__Task 1__
Which operating system runs the rear seat entertainment tablets described in the Audi A4 passage?

__Reading passage__
The ambient lighting in the new A4 doesn't just boast a few choices of customisation, but offers a full 30 colour spectrum, which you can mix and match different colour combinations to your liking. You can have blue lighting for the footwell but illuminate the door panels in pink, which is unnecessary, but awesome nevertheless. 




You can also specify the car with the rear seat entertainment Audi tablet. These tablets, which runs on the Android operating system, are detachable and can be used like any other regular Android tablet. Only that these tablets comes nicely finished with a beautiful bezel, and wearing the Audi logo, of course. 

One might be quick to assume that it is a waste of money, but Audi took extra precaution in ensuring its safety and assures us that the rear seat entertainment tablets utilises glass that won't shatter in the event of a car accident, and is much stronger than the already hefty Gorilla glass that is used on regular tablets. 

The rear seat entertainment tablets can also access the MMI's shared WiFi connection and access the car's jukebox, but of course certain functions are off limits.

(Stored items)
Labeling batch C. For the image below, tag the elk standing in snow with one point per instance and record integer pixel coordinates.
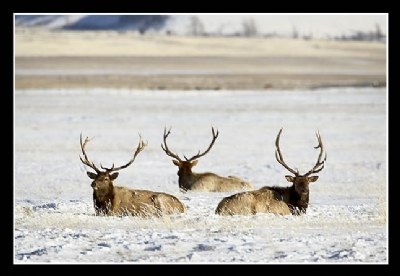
(114, 200)
(278, 200)
(205, 182)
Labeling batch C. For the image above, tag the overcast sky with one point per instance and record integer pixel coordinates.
(315, 24)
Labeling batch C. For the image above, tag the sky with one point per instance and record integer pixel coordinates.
(318, 25)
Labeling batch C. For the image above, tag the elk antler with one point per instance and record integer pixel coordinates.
(198, 155)
(139, 148)
(279, 156)
(86, 161)
(320, 163)
(165, 147)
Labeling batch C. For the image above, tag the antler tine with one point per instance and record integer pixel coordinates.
(86, 161)
(165, 146)
(198, 155)
(320, 161)
(279, 157)
(139, 148)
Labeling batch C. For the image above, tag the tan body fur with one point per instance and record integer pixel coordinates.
(124, 201)
(249, 203)
(277, 200)
(115, 200)
(210, 182)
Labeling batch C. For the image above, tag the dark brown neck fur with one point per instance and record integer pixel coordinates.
(103, 201)
(297, 203)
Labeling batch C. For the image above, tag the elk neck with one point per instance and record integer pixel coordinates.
(298, 202)
(103, 196)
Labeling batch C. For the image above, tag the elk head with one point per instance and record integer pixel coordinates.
(102, 180)
(185, 166)
(301, 182)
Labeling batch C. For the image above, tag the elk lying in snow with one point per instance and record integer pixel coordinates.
(278, 200)
(207, 182)
(113, 200)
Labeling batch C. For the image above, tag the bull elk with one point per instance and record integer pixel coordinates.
(114, 200)
(206, 182)
(278, 200)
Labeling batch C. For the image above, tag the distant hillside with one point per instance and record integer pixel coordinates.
(139, 23)
(336, 26)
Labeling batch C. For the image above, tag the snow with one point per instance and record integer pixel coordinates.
(346, 222)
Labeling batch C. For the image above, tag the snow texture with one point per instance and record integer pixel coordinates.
(346, 222)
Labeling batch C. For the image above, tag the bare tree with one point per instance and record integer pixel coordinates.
(249, 27)
(196, 27)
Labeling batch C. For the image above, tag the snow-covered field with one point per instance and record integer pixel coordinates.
(346, 221)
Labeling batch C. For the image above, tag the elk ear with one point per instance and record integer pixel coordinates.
(113, 176)
(289, 178)
(91, 175)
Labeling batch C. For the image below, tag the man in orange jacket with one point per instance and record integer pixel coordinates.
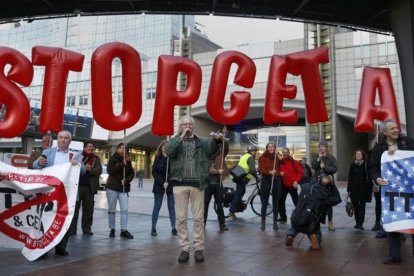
(292, 174)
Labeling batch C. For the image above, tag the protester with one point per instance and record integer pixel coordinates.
(248, 164)
(292, 174)
(315, 199)
(359, 187)
(88, 187)
(269, 168)
(47, 141)
(162, 188)
(327, 164)
(391, 142)
(218, 173)
(140, 175)
(55, 156)
(307, 171)
(118, 186)
(189, 157)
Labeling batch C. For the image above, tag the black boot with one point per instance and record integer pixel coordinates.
(263, 225)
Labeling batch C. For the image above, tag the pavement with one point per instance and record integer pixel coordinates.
(243, 250)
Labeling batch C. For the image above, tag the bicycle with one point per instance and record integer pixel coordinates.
(253, 199)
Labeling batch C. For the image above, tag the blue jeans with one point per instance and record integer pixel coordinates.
(292, 232)
(112, 196)
(238, 196)
(157, 206)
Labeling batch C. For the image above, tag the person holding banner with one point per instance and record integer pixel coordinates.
(162, 188)
(271, 182)
(88, 187)
(118, 186)
(391, 142)
(54, 156)
(189, 156)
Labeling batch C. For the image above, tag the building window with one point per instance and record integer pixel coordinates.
(70, 101)
(83, 100)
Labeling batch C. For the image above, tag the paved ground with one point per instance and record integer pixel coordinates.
(244, 250)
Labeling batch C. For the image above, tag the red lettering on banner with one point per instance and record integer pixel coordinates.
(59, 62)
(58, 195)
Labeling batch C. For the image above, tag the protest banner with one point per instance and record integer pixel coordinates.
(25, 195)
(397, 196)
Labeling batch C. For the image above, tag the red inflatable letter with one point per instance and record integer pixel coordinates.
(58, 63)
(239, 100)
(373, 78)
(11, 96)
(276, 91)
(167, 95)
(306, 64)
(102, 86)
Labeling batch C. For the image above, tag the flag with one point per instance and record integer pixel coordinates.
(397, 197)
(36, 206)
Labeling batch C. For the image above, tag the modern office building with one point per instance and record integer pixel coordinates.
(349, 52)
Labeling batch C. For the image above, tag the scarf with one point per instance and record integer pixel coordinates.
(88, 158)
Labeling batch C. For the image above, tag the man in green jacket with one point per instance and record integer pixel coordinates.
(189, 173)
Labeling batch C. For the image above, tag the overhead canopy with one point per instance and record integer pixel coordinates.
(364, 14)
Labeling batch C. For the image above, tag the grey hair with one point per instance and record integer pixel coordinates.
(386, 122)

__Task 2__
Please return every line of the records that contains the word "antler".

__Written answer 1__
Android.

__Written answer 2__
Labeling batch C. For the image above, tag the elk antler with one point per instance and record integer pixel coordinates.
Labeling batch C. For the image above, tag the antler tine with one point per instance and record integer pixel coordinates.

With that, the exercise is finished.